The World Convention is currently building a global reference for the nearly 180 countries where we know there are Christian – Churches of Christ – Disciples of Christ congregations. Rather than wait for comprehensive, complete information we are putting up details that we have readily available. If you can correct or add to this information, please contact us with details at firstname.lastname@example.org Reference for further information will be in the form of web sites and mailing addresses.
The West African nation of Gabon is bisected by the Equator. To the north lies Cameroon and to the east and the south is Congo. The tiny country of Equatorial Guinea is bordered by Gabon on two sides. Gabon is a large nation with an area of nearly 268,000 sq km (103,000 sq miles). The population, made up largely of Bantu Tribes, stands at about 1.3 million people making Gabon a rather sparsely populated country.
The area of Gabon was thought to be originally populated by Pygmies. The present population is largely descendant of Bantu ethnic groups which entered the area after 1300. The Portuguese were the first Europeans to stake a claim in the area, arriving in 1483. France gained control in 1842; the French Navy was pivotal in suppressing the slave trade out of Gabon. The French released captives at a place on the coast that was named Libreville (Libertyville), which later became the capital. Gabon achieved independence from France in 1966, though France has continued to play a role in the country’s politics and oil-based economy. Gabon introduced a multi-party system in 1991 which was designed to allow a greater political voice for the many ethnic groups. Gabon is a republic with a single legislative body known as the National Assembly. The people of Gabon speak French and due to over a century of French influence, the religious population of Gabon is more than 90% Christian.
Economically, Gabon is still largely under developed. Significant oil reserves and about a quarter of the world manganese deposits are important segments of Gabon’s domestic product. Still largely covered by tropical rain forest, Gabon exports valuable timber and wood products. Despite these resources, half of the population still survives as subsistence farmers.
Churches of Christ have been responsible for bringing the Stone-Campbell Movement to Gabon. Ghanaian Christians of the Churches of Christ were known to have entered Gabon in 1990. Every four years Churches of Christ in Africa host a conference known as Africans Claiming Africa for Christ (ACA). The purpose of the ACA movement is to mobilize Christians and churches in missions throughout the continent and beyond. A goal is that Africans themselves be the pioneer missionaries on the ground. After the first conference in 1992 members planted churches in several African nations, including Gabon.

━━━━━━━━

• [What you will do]
A - Retype the passage of the Gabon text starting with "The West African" and going on through "sparsely populated country.".
B - According to the Gabon text, in what year were Ghanaian Christians of the Churches of Christ known to have entered Gabon?

━━━━━━━━

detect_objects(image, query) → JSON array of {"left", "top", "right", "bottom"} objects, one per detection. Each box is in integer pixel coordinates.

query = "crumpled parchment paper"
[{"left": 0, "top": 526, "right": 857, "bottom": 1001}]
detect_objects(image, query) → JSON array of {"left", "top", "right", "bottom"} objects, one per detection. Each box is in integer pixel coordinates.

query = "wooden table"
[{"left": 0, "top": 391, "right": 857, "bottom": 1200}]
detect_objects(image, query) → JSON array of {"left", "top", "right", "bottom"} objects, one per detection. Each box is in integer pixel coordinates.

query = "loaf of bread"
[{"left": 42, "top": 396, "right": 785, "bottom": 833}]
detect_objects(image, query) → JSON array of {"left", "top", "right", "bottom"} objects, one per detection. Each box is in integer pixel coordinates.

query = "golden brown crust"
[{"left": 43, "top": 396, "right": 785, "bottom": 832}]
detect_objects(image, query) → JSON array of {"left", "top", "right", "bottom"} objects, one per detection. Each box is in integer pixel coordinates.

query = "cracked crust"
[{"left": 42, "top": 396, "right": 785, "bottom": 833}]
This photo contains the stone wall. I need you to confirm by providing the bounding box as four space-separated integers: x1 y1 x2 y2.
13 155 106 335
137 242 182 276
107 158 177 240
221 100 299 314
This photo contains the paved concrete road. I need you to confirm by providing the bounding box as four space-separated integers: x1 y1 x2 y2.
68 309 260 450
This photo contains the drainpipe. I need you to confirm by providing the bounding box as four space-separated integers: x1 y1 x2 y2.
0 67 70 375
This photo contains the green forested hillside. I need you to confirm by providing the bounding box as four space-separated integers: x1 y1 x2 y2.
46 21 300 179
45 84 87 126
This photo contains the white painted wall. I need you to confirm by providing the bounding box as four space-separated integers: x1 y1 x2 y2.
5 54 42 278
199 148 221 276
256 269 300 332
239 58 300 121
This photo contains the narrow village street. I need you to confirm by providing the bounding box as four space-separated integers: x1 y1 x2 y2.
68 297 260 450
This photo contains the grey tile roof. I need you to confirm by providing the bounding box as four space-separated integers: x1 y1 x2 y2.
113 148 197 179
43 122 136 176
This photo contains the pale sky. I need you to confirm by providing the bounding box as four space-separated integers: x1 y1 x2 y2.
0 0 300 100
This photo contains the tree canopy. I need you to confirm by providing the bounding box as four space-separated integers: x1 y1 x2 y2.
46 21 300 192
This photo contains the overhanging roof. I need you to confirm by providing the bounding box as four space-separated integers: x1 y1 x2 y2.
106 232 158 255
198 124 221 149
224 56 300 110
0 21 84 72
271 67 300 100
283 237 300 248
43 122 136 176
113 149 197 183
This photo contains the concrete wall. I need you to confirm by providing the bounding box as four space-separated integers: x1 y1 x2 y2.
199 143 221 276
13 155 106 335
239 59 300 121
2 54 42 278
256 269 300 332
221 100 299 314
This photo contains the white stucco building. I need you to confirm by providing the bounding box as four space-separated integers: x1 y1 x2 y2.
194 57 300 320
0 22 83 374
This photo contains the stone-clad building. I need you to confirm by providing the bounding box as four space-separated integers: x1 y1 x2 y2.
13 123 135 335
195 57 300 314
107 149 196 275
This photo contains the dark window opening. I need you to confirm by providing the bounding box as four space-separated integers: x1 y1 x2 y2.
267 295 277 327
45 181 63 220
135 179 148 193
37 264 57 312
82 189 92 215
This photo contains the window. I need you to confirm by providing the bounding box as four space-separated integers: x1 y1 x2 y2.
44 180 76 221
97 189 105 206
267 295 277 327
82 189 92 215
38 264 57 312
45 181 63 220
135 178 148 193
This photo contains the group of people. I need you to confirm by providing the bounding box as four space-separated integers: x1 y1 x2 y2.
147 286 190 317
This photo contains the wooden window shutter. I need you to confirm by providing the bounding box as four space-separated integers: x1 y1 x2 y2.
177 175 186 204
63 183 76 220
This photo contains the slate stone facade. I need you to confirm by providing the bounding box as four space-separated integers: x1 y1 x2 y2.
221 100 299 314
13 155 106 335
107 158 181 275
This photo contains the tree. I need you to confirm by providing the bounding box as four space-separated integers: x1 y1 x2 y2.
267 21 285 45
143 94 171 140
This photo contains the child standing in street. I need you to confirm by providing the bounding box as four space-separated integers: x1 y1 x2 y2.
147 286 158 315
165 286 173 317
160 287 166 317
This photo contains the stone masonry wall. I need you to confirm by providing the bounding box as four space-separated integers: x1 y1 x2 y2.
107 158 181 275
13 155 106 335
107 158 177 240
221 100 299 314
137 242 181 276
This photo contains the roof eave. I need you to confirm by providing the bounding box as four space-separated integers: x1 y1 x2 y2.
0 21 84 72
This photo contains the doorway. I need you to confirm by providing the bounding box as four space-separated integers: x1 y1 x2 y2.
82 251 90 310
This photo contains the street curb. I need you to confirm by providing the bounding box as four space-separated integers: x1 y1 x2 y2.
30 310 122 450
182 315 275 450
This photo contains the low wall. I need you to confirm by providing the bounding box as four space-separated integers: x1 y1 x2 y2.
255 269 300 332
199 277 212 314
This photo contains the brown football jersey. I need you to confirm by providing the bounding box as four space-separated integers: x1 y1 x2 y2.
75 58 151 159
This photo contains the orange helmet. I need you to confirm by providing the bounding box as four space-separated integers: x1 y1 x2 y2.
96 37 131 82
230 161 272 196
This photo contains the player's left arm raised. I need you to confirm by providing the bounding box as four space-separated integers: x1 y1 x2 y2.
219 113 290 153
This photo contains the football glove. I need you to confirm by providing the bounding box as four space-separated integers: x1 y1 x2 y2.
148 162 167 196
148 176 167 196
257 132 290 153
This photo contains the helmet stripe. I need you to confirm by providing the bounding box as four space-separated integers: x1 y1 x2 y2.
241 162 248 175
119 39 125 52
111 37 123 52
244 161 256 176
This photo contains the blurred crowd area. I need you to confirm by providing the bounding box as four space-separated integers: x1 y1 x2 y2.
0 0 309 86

━━━━━━━━

• [Solution set]
A -
The West African nation of Gabon is bisected by the Equator. To the north lies Cameroon and to the east and the south is Congo. The tiny country of Equatorial Guinea is bordered by Gabon on two sides. Gabon is a large nation with an area of nearly 268,000 sq km (103,000 sq miles). The population, made up largely of Bantu Tribes, stands at about 1.3 million people making Gabon a rather sparsely populated country.

B - 1990